* _Try it_: Lines from the listing below that contain the string "surface" are to be reported.

START Source data

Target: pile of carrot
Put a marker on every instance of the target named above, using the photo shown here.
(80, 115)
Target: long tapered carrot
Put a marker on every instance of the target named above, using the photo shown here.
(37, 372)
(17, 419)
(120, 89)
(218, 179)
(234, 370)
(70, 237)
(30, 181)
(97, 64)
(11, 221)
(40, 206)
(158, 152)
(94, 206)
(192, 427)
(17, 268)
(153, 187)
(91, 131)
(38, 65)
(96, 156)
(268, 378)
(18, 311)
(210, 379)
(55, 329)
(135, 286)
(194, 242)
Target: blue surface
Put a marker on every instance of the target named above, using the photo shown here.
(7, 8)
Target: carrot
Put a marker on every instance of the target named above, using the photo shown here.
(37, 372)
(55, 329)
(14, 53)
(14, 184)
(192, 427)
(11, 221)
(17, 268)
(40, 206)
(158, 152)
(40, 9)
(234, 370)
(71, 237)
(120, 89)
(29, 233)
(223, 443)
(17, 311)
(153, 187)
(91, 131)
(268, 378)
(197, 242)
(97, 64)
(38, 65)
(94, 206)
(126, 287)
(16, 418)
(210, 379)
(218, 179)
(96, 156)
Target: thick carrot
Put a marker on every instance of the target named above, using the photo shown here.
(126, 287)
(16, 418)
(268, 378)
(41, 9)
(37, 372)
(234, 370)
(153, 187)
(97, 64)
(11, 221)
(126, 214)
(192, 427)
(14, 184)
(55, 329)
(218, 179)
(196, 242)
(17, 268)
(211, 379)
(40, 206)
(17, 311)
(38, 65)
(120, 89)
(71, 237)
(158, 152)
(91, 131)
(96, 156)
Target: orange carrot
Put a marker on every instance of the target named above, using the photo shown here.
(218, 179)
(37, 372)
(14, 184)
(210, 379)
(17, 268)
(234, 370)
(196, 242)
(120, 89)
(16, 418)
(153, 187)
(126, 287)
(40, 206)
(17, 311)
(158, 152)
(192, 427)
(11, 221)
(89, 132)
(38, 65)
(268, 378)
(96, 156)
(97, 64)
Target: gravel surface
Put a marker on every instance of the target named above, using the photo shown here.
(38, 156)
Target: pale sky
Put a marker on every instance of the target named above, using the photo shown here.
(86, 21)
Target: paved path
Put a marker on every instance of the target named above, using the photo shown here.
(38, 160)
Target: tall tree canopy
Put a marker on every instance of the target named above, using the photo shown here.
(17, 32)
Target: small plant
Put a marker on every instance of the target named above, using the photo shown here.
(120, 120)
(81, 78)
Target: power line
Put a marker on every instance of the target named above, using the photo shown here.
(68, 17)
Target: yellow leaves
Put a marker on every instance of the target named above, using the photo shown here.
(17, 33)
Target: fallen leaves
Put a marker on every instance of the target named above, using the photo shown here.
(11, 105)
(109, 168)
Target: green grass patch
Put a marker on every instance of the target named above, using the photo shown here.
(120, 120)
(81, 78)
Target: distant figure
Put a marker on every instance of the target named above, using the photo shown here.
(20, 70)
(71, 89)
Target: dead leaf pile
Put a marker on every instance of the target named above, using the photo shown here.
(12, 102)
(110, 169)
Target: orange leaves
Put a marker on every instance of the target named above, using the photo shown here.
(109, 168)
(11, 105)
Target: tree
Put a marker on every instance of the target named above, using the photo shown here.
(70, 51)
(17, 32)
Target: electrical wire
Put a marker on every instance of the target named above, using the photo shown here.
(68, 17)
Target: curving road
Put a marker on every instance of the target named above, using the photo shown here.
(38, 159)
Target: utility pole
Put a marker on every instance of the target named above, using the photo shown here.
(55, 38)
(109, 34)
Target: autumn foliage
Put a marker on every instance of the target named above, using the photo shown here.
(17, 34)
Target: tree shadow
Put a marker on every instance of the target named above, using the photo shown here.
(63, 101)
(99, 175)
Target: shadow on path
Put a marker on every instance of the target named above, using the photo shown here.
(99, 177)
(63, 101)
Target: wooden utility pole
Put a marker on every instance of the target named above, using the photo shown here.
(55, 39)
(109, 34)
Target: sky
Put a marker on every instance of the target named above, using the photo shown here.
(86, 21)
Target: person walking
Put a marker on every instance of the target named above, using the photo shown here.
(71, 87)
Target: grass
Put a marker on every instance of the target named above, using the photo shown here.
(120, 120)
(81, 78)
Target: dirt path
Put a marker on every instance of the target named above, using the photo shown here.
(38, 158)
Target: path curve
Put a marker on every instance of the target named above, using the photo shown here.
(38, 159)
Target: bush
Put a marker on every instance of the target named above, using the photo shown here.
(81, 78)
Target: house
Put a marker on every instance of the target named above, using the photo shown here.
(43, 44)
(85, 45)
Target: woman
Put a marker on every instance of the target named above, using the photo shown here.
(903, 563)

END Source data

* _Written solution_:
Target: blue surface
Target: gravel surface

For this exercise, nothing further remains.